» **WORK TASK**
An exact reproduction of the data below is expected, free of images.

» **DATA FOR PROCESSING**
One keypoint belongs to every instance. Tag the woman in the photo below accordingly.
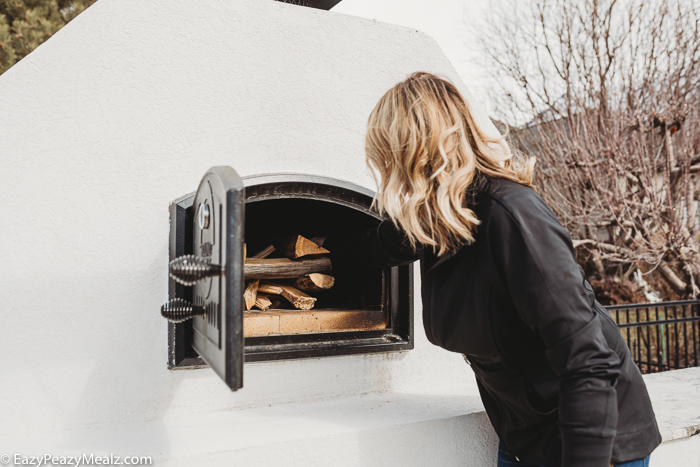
(500, 284)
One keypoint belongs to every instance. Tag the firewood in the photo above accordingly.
(262, 302)
(296, 297)
(314, 282)
(265, 302)
(298, 246)
(264, 253)
(269, 288)
(250, 294)
(284, 268)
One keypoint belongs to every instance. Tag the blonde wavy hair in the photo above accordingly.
(425, 151)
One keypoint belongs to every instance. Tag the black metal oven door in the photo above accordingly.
(215, 272)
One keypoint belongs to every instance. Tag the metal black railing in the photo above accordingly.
(661, 336)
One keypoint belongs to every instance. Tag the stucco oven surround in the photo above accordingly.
(101, 127)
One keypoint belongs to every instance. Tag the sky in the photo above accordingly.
(452, 23)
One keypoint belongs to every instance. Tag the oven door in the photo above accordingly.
(207, 281)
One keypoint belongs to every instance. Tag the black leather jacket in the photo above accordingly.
(554, 373)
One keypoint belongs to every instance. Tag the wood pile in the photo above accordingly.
(299, 269)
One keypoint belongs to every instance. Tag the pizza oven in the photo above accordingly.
(220, 239)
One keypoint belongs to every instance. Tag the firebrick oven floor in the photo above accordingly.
(290, 322)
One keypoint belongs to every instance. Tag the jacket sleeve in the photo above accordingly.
(535, 258)
(383, 245)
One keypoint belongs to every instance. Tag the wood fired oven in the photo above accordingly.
(368, 310)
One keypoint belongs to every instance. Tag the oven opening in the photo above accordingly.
(358, 300)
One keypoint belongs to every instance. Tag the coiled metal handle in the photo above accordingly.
(178, 310)
(190, 269)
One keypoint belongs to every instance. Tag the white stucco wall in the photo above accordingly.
(100, 128)
(123, 111)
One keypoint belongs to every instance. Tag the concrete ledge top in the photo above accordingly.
(447, 414)
(676, 399)
(304, 425)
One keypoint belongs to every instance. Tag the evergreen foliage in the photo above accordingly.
(26, 24)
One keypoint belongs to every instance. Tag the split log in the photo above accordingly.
(296, 297)
(298, 246)
(269, 288)
(250, 294)
(284, 268)
(264, 253)
(314, 282)
(265, 302)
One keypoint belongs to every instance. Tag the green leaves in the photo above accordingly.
(26, 24)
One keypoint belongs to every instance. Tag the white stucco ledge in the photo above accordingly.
(439, 426)
(442, 427)
(676, 399)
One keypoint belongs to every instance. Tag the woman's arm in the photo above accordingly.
(536, 259)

» **YOUR RESPONSE**
One keypoint belongs to every instance. Tag the woman in the photo below accordingly.
(500, 284)
One keypoint belongs to every instance. Tag the firewood in the photo above accordingly.
(262, 302)
(296, 297)
(314, 282)
(265, 302)
(298, 246)
(264, 253)
(269, 288)
(250, 294)
(284, 268)
One keypoint belongs to every instance. Tag the blonde wavy hair in the photo above accordingly.
(425, 151)
One keypoint belongs to every instance. Tag the black metal oven door in the photo above accordingly.
(215, 272)
One keypoint belongs to every instance. Tag the metal black railing in the photo above accordingly.
(661, 336)
One keypoint belongs to every instance. Tag the stucco oven surround in the photo above accordingly.
(101, 127)
One keypoint belongs to every instance. Tag the sky in the photo above accordingly.
(452, 23)
One keypoint belongs to every instance. Tag the oven door in the photo above accordingly.
(207, 281)
One keypoint belongs to every instance. Tag the black leather jacket in the photo above accordingly.
(554, 373)
One keypoint belongs to every instance. Tag the wood pile in the photo above accordingly.
(299, 269)
One keypoint belongs to every instance. Tag the pizza oven in the photo above accordingly.
(220, 239)
One keypoint belongs to every instance. Tag the firebrick oven floor in the photo above accordingly.
(290, 322)
One keypoint belongs to every instance. Tag the jacket sleeve in the photo above accordingly.
(535, 258)
(383, 245)
One keypoint belongs to every instance. Tag the wood fired oven in the photo above accordingly.
(368, 310)
One keypoint belongs to every instance. Tag the oven opening in the photo above accordingly.
(358, 300)
One keypoint belongs to every instance. Tag the coiled metal handle in the photo above accordingly.
(178, 310)
(190, 269)
One keypoint belongs to every instance. Tag the white stucco wall in the photo above accordingly.
(100, 128)
(123, 111)
One keypoint belongs to every instance. Tag the concrete ledge top in the photo above accordingly.
(447, 414)
(676, 399)
(304, 425)
One keypoint belongs to every instance. Tag the evergreen foliage in the photo above accordingly.
(26, 24)
One keypoint belongs to every instance. Tag the split log in the photo above accordingly.
(296, 297)
(298, 246)
(269, 288)
(250, 294)
(284, 268)
(264, 253)
(314, 282)
(265, 302)
One keypoint belongs to every instance. Tag the green leaves in the photo above accordingly.
(26, 24)
One keypoint belongs to every instance. Tag the white stucco ledge in the photo above accordingly.
(439, 426)
(442, 427)
(676, 399)
One keypoint belongs to every instance. Tag the woman's arm in the photo above accordingly.
(536, 259)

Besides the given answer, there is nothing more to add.